RECORD EXTRACTS –

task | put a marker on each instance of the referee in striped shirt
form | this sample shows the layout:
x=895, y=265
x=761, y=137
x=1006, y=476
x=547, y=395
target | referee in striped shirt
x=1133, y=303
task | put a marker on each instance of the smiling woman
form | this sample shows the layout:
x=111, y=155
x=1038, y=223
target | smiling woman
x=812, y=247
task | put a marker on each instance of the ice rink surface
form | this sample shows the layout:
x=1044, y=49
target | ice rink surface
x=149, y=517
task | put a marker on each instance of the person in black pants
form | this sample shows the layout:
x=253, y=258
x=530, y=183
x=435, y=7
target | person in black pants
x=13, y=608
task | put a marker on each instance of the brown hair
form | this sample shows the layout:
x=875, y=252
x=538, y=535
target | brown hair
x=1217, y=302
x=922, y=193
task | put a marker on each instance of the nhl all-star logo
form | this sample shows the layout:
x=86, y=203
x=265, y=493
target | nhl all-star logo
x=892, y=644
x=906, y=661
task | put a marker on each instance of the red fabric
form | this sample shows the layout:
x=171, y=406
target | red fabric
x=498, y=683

WRITTEN EXERCISE –
Copy all of the rows above word for word, keeping every line unchanged and in the same order.

PROBLEM SOLUTION –
task | put a marker on each instance of the referee in striped shirt
form | this sample shows the layout:
x=895, y=265
x=761, y=137
x=1006, y=476
x=547, y=395
target | referee in striped shirt
x=1133, y=303
task | put a marker on each instance of the smiling woman
form | this sample shows the layout:
x=111, y=155
x=1038, y=223
target | smiling woman
x=812, y=247
task | put a marker on each instance of the ice rink surface
form | this sample shows the layout:
x=1044, y=49
target | ice rink surface
x=149, y=517
task | put a marker on each instance of the person in black pants
form | this sample shows the layout:
x=253, y=258
x=530, y=183
x=435, y=7
target | person in black pants
x=13, y=608
task | put a marker on each instance of the brown hair
form | this sample shows the layout:
x=875, y=252
x=538, y=535
target | brown hair
x=1217, y=302
x=922, y=193
task | put a marker on each instance of the nhl all-star logo
form | this sample shows the layout:
x=86, y=203
x=265, y=493
target | nhl all-star logo
x=892, y=644
x=906, y=661
task | put a marker on each instance of the red fabric
form | this sample shows the layout:
x=171, y=406
target | red fabric
x=498, y=683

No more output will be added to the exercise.